**Task item**:
Answer from the symposium abstract below, one line per question:
(a) In which room and at what time was this paper scheduled?
(b) What carrier gas supplied the atmospheric RF plasma torch?
(c) Which three common polymers were the Nafion results compared with?

**Source text**:
══════════

AVS 61st International Symposium & Exhibition
    Plasma Science and Technology Wednesday Sessions
       Session PS+2D-WeA

Paper PS+2D-WeA12
Surface Modification of Nafion Membranes Exposed to an atmospheric He-O2 and He-H2 Post-Discharge

Wednesday, November 12, 2014, 6:00 pm, Room 305

Session: Plasma Processing for 2D Materials, Coating, and Surface Modification
Presenter: Thierry Dufour, Université Libre de Bruxelles, Belgium
Authors: T.R. Dufour, Université Libre de Bruxelles, Belgium
D. Merche, Université Libre de Bruxelles, Belgium
H. Julie, Université Libre de Bruxelles, Belgium
R.F. François, Université Libre de Bruxelles, Belgium
Correspondent: Click to Email
Nafion is commonly used as a proton-conducting polymer membrane to separate the anode and cathode compartment of proton exchange membrane fuel cells (PEMFC) and water electrolyzers. The use of plasma based technology has contributed to lower catalyst loadings, thus decreasing the production costs. In this framework, our researches have been focused on a simple and robust technique to modify Nafion surface properties, using the post-discharge of an atmospheric RF plasma torch supplied in helium as carrier gas and H2 or O2 as reactive gas. The modifications achieved on Nafion samples have been compared with those of common polymers such as polyethylene, PVF and PTFE. Contrarily to these polymers, the Nafion presents more complex etching mechanisms, that may be correlated with the complexity of its molecular formula: (i) its hydrophobic region is a continuous semi-crystalline region which is Teflon®-like, being made up of main chain TFE segments, while (ii) its hydrophilic region (sulfonate group) allows water and proton/ion transport but can also swell and change in size and/or shape with water uptake (eventually forming a continuous network). We have already demonstrated that the chemical nature of the fragment species (ejected from the Nafion film) depends on the exposure time because the fluorinated backbone is not etched as efficiently as the perfluorovinyl ether groups terminated with sulfonate groups.

══════════

**Exercise data**:
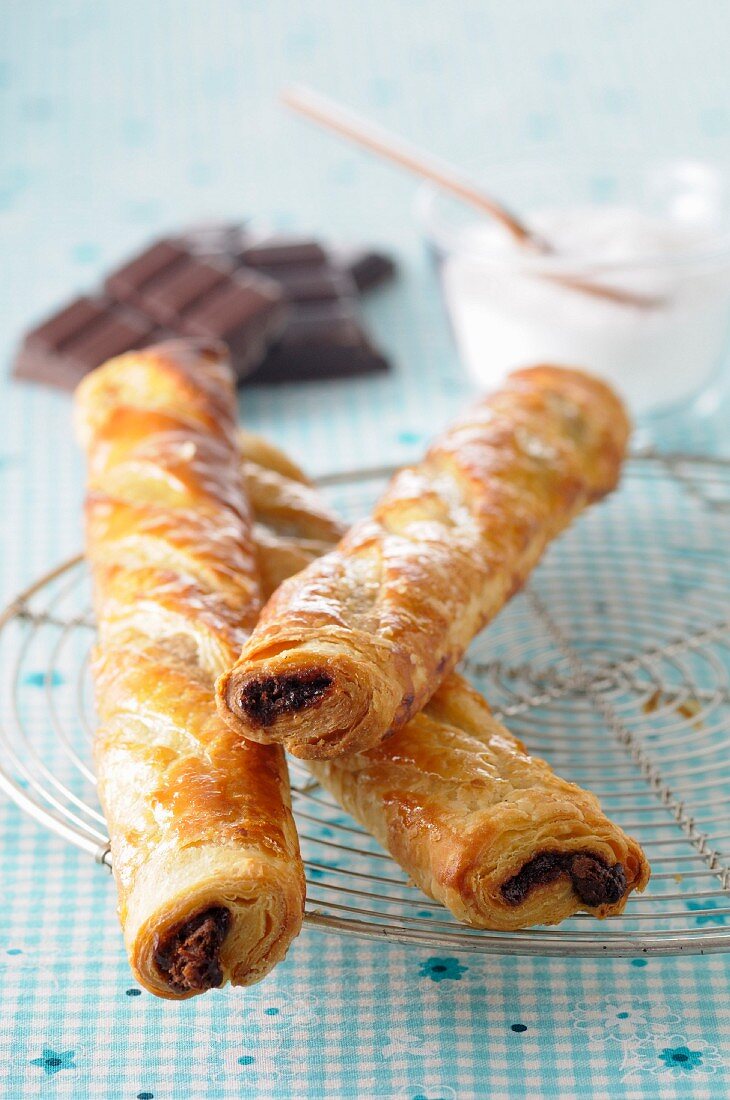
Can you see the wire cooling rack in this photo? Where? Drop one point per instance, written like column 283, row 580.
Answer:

══════════

**Exercise result**:
(a) Room 305, at 6:00 pm on Wednesday, November 12, 2014.
(b) Helium.
(c) Polyethylene, PVF and PTFE.